▸ Short problem:
Put each line of the listing below into a numbered list, skipping blank lines and leaving out the pictures.

(Stored entries)
►
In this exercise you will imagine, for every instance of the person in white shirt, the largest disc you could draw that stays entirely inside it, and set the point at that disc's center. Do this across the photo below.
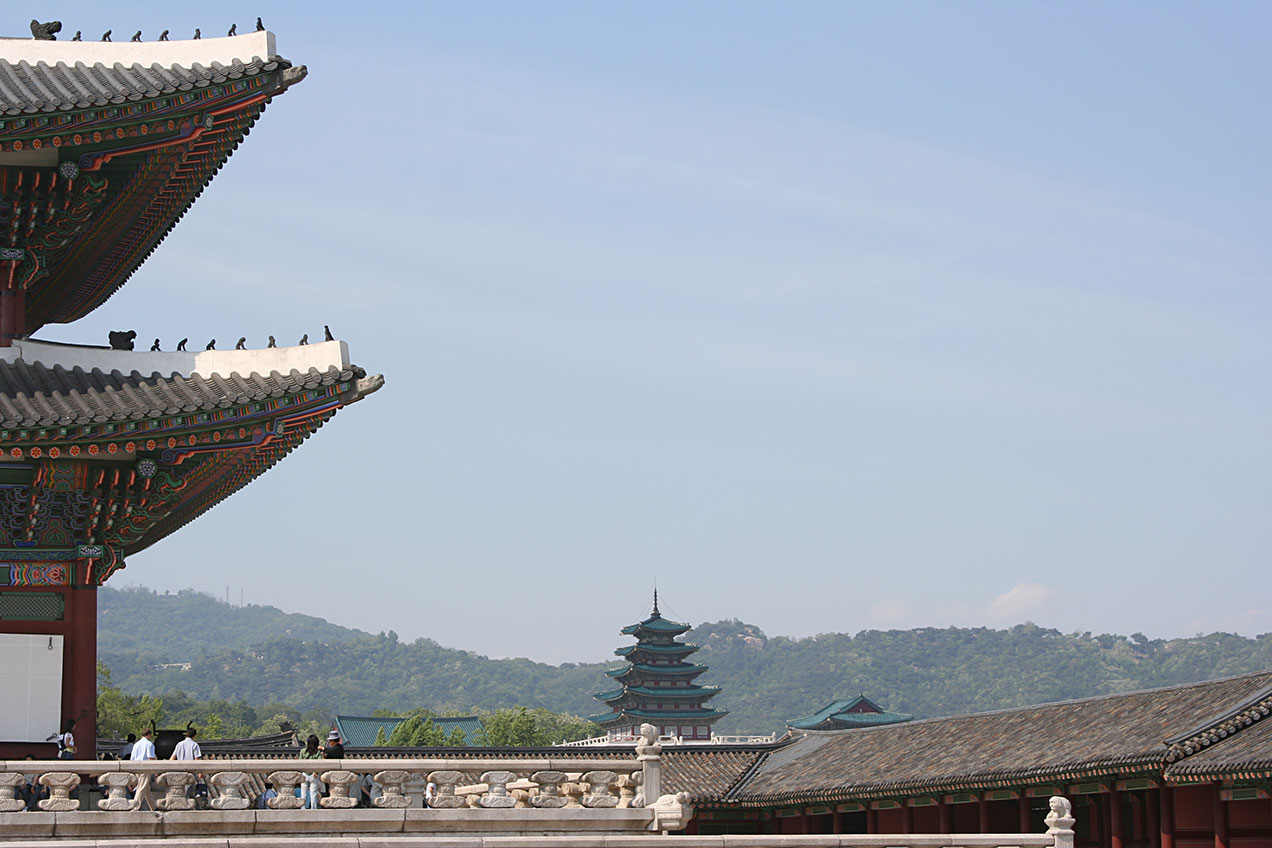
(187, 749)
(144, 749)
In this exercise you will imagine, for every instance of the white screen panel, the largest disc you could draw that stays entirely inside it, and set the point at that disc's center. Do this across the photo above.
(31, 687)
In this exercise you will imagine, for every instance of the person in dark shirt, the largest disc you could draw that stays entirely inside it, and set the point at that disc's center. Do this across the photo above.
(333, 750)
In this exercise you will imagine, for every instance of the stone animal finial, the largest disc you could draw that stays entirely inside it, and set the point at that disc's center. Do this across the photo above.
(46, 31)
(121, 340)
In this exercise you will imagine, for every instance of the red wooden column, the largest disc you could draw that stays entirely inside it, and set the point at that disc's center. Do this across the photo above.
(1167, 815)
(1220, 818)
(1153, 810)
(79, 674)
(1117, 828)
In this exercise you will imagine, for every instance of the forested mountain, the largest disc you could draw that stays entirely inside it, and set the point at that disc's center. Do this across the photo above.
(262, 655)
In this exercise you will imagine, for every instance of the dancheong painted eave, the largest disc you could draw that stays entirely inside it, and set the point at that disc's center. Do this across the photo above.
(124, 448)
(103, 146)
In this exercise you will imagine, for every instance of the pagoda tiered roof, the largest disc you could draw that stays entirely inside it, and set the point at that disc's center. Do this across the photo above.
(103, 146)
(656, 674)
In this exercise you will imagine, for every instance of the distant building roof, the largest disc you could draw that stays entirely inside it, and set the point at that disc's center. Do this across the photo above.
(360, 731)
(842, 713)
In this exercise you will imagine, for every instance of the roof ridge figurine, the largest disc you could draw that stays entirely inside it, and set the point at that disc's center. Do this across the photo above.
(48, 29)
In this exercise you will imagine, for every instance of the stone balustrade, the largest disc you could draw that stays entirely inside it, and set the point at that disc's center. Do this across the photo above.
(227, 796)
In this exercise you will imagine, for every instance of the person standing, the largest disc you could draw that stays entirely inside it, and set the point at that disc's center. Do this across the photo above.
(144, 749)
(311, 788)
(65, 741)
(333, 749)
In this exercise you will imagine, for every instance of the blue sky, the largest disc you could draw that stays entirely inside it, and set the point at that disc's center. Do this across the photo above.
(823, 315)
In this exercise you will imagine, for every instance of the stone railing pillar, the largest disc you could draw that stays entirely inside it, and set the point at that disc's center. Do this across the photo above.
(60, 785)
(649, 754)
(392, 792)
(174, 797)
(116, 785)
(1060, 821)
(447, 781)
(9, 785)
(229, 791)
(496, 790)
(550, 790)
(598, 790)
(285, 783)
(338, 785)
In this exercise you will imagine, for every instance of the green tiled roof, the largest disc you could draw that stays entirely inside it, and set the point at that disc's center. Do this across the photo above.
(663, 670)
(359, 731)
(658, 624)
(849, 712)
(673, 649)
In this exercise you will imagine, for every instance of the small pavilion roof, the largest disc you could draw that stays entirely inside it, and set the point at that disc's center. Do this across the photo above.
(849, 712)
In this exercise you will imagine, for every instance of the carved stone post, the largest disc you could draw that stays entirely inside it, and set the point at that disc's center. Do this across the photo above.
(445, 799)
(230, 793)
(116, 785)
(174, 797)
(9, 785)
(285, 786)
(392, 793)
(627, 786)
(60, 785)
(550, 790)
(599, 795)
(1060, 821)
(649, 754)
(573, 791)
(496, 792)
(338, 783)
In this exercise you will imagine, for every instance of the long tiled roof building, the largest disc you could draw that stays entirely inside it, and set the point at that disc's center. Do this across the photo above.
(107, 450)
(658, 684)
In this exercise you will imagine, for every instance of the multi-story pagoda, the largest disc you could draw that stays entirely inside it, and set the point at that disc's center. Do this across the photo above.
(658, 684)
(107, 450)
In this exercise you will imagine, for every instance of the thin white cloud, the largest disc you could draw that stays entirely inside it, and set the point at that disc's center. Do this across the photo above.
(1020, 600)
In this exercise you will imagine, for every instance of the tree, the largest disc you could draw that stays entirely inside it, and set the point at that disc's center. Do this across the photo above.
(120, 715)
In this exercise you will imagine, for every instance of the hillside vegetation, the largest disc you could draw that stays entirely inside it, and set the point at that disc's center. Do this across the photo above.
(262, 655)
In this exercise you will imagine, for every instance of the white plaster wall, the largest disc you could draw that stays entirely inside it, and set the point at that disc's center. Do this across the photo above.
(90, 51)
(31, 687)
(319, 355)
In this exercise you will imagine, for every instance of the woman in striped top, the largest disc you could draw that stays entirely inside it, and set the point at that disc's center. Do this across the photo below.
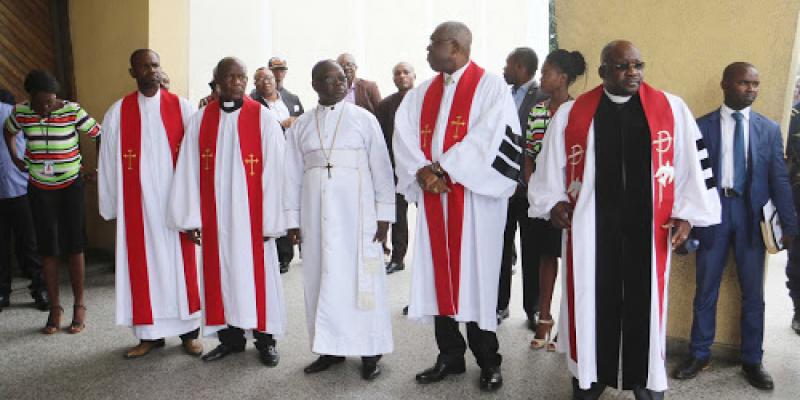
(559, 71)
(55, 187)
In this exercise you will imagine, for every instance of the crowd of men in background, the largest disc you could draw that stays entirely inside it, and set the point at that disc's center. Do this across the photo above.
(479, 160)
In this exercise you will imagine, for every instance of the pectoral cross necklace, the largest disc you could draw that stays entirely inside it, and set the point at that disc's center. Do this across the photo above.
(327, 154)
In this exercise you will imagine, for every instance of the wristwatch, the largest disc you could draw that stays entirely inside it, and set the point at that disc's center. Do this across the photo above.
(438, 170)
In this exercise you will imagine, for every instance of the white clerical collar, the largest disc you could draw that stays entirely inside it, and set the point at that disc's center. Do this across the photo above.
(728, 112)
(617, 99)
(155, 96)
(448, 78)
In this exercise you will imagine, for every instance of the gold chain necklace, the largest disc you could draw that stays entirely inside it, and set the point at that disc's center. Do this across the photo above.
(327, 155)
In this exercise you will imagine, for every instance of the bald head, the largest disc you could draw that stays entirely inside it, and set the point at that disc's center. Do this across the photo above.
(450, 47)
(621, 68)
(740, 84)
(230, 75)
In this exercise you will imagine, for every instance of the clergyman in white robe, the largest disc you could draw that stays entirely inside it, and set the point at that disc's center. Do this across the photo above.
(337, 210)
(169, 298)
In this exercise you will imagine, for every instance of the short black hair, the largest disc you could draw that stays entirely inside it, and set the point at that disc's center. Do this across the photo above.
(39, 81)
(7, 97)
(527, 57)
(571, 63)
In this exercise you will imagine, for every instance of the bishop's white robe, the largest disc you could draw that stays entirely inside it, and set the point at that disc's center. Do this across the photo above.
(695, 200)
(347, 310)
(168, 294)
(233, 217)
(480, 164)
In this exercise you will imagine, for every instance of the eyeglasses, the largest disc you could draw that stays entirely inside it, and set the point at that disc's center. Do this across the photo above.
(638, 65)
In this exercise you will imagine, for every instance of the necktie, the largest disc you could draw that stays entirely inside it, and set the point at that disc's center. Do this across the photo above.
◄
▸ Solution to the exercise:
1. In this exercise you will imagine, for every instance of the person in white shirt, the largest disc you could draw that stays entirely inside it, and set the point at that disc's center. Do this across the photo below.
2. (187, 749)
3. (144, 749)
4. In this exercise you will imagine, for every instance of the white screen panel, the largest disc you could draw that stays entirely inside it, and set the point at that disc's center. Do this across the photo above.
5. (31, 687)
6. In this exercise you will imagine, for every instance of the person in dark shirt, the largest disc you could draw that stays entirely inside it, and set the point at that disc's center. Do this across the photo above.
7. (333, 750)
8. In this exercise you will imagine, for every instance of the stone animal finial, the largest disc you could draw that stays entirely inside it, and set the point at that disc's center. Do this across the photo above.
9. (46, 31)
10. (121, 340)
11. In this exercise you will imagine, for every instance of the red wooden column, the largest disc you could draw that stays entirely inside it, and set the point at that disc's center. Do this across the photo above.
12. (1167, 815)
13. (1220, 818)
14. (1153, 810)
15. (79, 674)
16. (1117, 828)
17. In this exercise you will imagine, for every instance of the forested mountain, the largest disc you could draw that stays entirely inside it, and set the point at that disc's center. Do this across the photo above.
18. (262, 655)
19. In this exercise you will imagine, for every instance of the dancheong painted eave, the largest disc you could draw that stays entirely inside it, and set the point at that disc's center. Do this across the photo above.
20. (124, 448)
21. (103, 146)
22. In this exercise you will imagine, for every instance of the pagoda tiered roof, the largest disc you could draw that stays entirely inside it, and set the point at that disc's center. Do this across the photo above.
23. (103, 146)
24. (656, 674)
25. In this exercise you will imagine, for every instance of the distant building roof, the largest disc you could draw that stays entirely inside it, and set the point at that disc's center. Do this across the photo above.
26. (360, 731)
27. (842, 713)
28. In this exercise you will imagine, for every instance of the roof ridge figurine, the largest disc you could draw that stays entirely inside it, and set the point at that disc's center. Do this across the photo above.
29. (48, 29)
30. In this exercise you will imagine, for every instance of the stone balustrade, the largest disc you could draw that stays entirely inside it, and set the point at that disc's center. Do this across the photo above.
31. (227, 796)
32. In this exercise you will imagine, for every instance of the person standing, the largest disc you could draw that stays entirely inside it, and set the point at that disc's center. Do this across the photo above.
33. (144, 749)
34. (311, 788)
35. (65, 741)
36. (333, 749)
37. In this exercise you will imagine, for every instance of the blue sky, the largest disc you could draw that stays entirely inside it, and set the point at that disc's center. Do this across the photo above.
38. (823, 315)
39. In this exercise you will imagine, for every instance of the stone railing pillar, the largest disc you could draw that stays entirely inside it, and set the point at that disc's center. Do this across the photo above.
40. (60, 785)
41. (649, 754)
42. (392, 792)
43. (174, 797)
44. (116, 785)
45. (1060, 821)
46. (447, 781)
47. (9, 785)
48. (229, 791)
49. (496, 790)
50. (550, 790)
51. (598, 790)
52. (285, 783)
53. (338, 785)
54. In this exercise you will imagine, for every instance of the green tiled roof, the largest disc you could draw that stays entirely inside it, and set the point at that disc's center. Do this across the photo above.
55. (663, 670)
56. (359, 731)
57. (658, 624)
58. (849, 712)
59. (673, 649)
60. In this exercise you will imagine, for every instance of the small pavilion roof, the largest disc you could draw that stays entirely inside it, and set the point at that disc's center. Do this across the photo above.
61. (849, 712)
62. In this exercise you will imagine, for every instance of the carved stone post, the largest disc you could draw that stays entirely inside it, and set the point at that disc's center. Do this across the photo above.
63. (445, 799)
64. (230, 793)
65. (116, 785)
66. (174, 797)
67. (9, 785)
68. (285, 786)
69. (392, 793)
70. (627, 786)
71. (60, 785)
72. (550, 790)
73. (599, 795)
74. (1060, 821)
75. (649, 754)
76. (573, 791)
77. (496, 792)
78. (338, 783)
79. In this exercise you will imagine, for every instance of the long tiled roof building, the largest disc you could draw that stays entirely inside it, and set the point at that disc's center. Do this across the photo above.
80. (107, 450)
81. (658, 684)
82. In this exercise you will imagine, for every instance of the multi-story pagoda, the largest disc you could draw that stays entirely inside it, and set the point at that disc's center. Do this across the photo above.
83. (658, 684)
84. (107, 450)
85. In this exercise you will imagine, for every instance of the thin white cloud, the largest disc you could draw that stays entirely inside it, and set the point at that disc's center. Do this across the photo above.
86. (1020, 600)
87. In this exercise you will imagine, for every instance of the tree, the largest disc you could draw that stays entirely inside it, and set the point at that disc's center. Do this across the photo above.
88. (120, 715)
89. In this exercise you will imagine, for every instance of the hillside vegetation, the largest disc you could draw that stays entirely inside it, and set the point at that disc's center. Do this across the photo above.
90. (262, 655)
91. In this exercise you will imagine, for every instance of the white plaster wall, the largest disc you could draw that stays entirely inside it, and set the point at that disc's center. Do this across the photo above.
92. (90, 51)
93. (31, 687)
94. (319, 355)
95. In this exercise you will imagine, for every instance of the woman in striped top, the largest disc you could draw that stays entirely inside it, and set the point at that disc's center. Do this across the photo below.
96. (559, 71)
97. (55, 187)
98. In this exercise you will imagine, for every instance of the crowd of men in background, the largest disc you could draw that stays entirely inside it, and set the point at that disc's center. Do this across the photo above.
99. (479, 160)
100. In this exercise you will imagine, for every instance of the pectoral cross necklace, the largest disc you could draw that stays entirely inside it, and set the point at that disc's center. Do this across the photo above.
101. (327, 154)
102. In this exercise you will imagine, for every instance of the wristwatch, the largest disc you could draw that stays entirely inside it, and set the point at that disc's center. Do this across the photo above.
103. (438, 170)
104. In this exercise you will imagine, for every instance of the white clerical collar, the largest disc you could draw that stays entirely inside it, and set the point at that disc's center. Do this across the photo above.
105. (728, 112)
106. (617, 99)
107. (155, 96)
108. (448, 78)
109. In this exercise you will imagine, for every instance of the gold chain necklace, the largest disc you could draw that stays entirely inside it, and set the point at that disc's center. Do this across the photo above.
110. (327, 155)
111. In this exercise you will imagine, for every instance of the bald head, the largest disc you could draw that stays entirely inside it, and set the point at that disc's center. Do this across the photo above.
112. (450, 47)
113. (621, 68)
114. (740, 84)
115. (230, 75)
116. In this exercise you will imagine, for every instance of the clergyman in white robe, the largest disc you could draw that stays entirely inside it, and set the point at that disc's center. Do this across the photo above.
117. (337, 210)
118. (169, 298)
119. In this exercise you will imagine, for every instance of the short black hair, the largest disc you could draw that stays entirely inside it, and set the point at that disc's center. Do this across the photo above.
120. (39, 81)
121. (7, 97)
122. (527, 57)
123. (571, 63)
124. In this exercise you will imagine, for every instance of the bishop's white robe, the largest disc you could draw that stays entirely inside it, and set the point at that disc's center. Do this across the photo above.
125. (695, 200)
126. (347, 310)
127. (168, 294)
128. (233, 217)
129. (480, 164)
130. In this exercise you will imagine, for every instance of the eyeglasses, the largest disc you could draw that stays entirely inside it, and set the point at that disc's center. Do this across the photo above.
131. (638, 65)
132. In this exercise you will imagine, for every instance of the necktie, the largest disc you could draw that stays entirely inside it, and set the point at that disc's center. Do this across the photo above.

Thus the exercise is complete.